» Brief
All entries must be repeated exactly; do not include the pictures.

» Collection entries
+++
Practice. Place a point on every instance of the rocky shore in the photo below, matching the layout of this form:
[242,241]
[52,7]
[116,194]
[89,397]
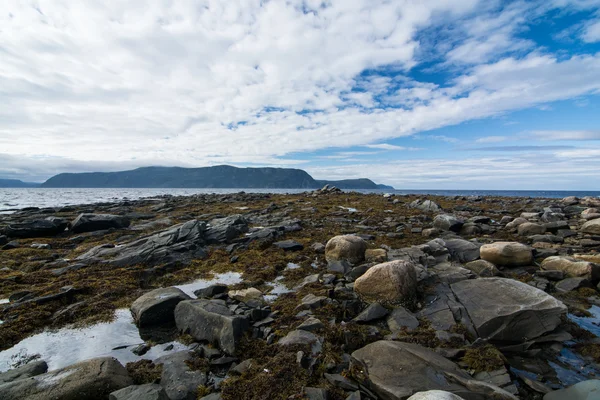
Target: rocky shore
[340,296]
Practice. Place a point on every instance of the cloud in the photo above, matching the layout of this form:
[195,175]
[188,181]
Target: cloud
[565,135]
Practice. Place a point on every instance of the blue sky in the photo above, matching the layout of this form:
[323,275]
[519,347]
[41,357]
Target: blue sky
[416,94]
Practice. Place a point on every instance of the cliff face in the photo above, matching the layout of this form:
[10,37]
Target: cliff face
[222,176]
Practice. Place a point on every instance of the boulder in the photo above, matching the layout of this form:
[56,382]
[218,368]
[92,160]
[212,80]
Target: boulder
[149,391]
[50,226]
[91,380]
[507,254]
[390,282]
[506,310]
[157,307]
[98,222]
[210,321]
[348,248]
[398,370]
[572,267]
[592,227]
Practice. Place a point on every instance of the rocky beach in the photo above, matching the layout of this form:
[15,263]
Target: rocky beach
[319,295]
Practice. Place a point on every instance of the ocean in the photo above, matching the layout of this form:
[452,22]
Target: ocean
[14,199]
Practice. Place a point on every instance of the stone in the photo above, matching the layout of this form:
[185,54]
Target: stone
+++
» Correct answer
Practice. Place a point on every instance of the rocky shore in the photo below, matching the layout of this form:
[242,241]
[52,7]
[116,194]
[89,397]
Target: rocky shore
[340,296]
Practice. Place a point on every instance of the cloud in the photo above, matching the layout of this form:
[195,175]
[188,181]
Target: cloud
[565,135]
Practice. Place a point on every instance of the blue sky in the photo above, matching the layout of this form:
[323,275]
[519,347]
[41,357]
Target: blue sky
[416,94]
Practice. Place a point on every instance of the cliff face in the photo above, matching the layout of this form:
[10,37]
Target: cliff face
[222,176]
Practice. Place a point on every instance of the boulder in the photo above, matching the layout of this form:
[56,382]
[218,368]
[92,160]
[212,80]
Target: boulder
[149,391]
[50,226]
[91,380]
[507,254]
[390,282]
[506,310]
[157,307]
[98,222]
[210,321]
[348,248]
[398,370]
[572,267]
[592,227]
Practice. Place a point on every instance of the rocky beach in the photo above, matching the layout of this form:
[15,263]
Target: rocky beach
[319,295]
Practice. Place a point on every instance of the ocean in the photo above, matching the layout of this form:
[452,22]
Target: ocean
[14,199]
Practice. Place a point on every instance of the stone in the photo above, matching the layout of this form:
[185,54]
Target: stone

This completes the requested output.